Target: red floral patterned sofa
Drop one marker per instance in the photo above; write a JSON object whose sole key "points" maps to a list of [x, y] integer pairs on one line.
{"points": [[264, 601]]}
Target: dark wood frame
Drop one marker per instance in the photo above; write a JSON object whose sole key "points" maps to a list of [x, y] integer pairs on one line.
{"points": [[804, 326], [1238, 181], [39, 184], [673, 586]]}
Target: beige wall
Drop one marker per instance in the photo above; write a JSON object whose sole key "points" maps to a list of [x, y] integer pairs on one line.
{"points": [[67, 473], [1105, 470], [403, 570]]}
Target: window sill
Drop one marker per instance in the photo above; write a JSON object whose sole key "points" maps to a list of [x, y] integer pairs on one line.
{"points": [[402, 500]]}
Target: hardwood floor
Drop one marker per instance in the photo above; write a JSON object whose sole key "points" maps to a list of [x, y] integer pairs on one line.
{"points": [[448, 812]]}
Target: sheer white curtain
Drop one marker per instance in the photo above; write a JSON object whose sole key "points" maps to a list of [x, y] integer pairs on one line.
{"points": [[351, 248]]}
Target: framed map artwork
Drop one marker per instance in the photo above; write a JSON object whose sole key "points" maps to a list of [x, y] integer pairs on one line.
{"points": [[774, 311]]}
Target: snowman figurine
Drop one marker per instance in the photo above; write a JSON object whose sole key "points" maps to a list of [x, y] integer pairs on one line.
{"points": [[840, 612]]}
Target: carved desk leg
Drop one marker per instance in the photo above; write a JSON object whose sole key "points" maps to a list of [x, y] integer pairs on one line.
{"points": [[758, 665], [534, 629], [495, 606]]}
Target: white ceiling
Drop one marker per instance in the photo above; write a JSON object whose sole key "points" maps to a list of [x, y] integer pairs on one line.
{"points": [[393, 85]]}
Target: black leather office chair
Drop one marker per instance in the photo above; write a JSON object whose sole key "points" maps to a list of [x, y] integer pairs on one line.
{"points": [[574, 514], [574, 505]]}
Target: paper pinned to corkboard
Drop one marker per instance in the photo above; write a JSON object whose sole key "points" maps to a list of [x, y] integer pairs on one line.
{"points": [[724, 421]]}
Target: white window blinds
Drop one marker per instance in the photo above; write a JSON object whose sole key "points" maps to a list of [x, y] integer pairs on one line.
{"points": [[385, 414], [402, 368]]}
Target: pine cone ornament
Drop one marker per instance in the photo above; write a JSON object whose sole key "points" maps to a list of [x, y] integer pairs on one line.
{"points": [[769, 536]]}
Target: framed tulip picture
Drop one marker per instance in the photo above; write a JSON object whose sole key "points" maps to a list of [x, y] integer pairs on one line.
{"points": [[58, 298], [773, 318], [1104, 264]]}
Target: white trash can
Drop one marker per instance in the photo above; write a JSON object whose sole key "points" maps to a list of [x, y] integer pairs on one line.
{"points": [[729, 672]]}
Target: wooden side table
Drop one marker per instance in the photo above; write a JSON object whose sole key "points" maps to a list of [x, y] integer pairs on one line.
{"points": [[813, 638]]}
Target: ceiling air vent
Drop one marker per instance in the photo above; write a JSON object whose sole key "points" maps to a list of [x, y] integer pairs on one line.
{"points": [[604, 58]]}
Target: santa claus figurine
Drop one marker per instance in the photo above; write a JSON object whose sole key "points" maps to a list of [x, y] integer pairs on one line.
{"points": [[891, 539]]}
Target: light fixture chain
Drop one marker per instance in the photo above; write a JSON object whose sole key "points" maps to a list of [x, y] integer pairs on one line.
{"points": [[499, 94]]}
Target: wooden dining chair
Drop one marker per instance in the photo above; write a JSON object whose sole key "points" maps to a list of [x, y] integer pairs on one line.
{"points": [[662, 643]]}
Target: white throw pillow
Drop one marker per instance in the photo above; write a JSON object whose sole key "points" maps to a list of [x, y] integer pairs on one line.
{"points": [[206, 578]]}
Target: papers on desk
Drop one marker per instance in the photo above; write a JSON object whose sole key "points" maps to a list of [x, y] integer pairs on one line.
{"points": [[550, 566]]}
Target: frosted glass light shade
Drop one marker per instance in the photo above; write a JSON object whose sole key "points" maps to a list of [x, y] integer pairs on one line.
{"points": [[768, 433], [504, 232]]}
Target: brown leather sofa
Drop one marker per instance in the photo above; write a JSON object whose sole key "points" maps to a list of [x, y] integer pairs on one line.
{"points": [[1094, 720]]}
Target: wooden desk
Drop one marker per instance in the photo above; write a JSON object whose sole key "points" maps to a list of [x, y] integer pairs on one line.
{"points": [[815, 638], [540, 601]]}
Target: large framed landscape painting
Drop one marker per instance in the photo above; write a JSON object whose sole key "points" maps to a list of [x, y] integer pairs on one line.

REQUIREMENT
Locate the lines above that hold the word "white". Show every one of them.

SOLUTION TO THE PROBLEM
Target: sheer white curtain
Target: white ceiling
Target: white window blinds
Target: white trash can
Target: white throw pillow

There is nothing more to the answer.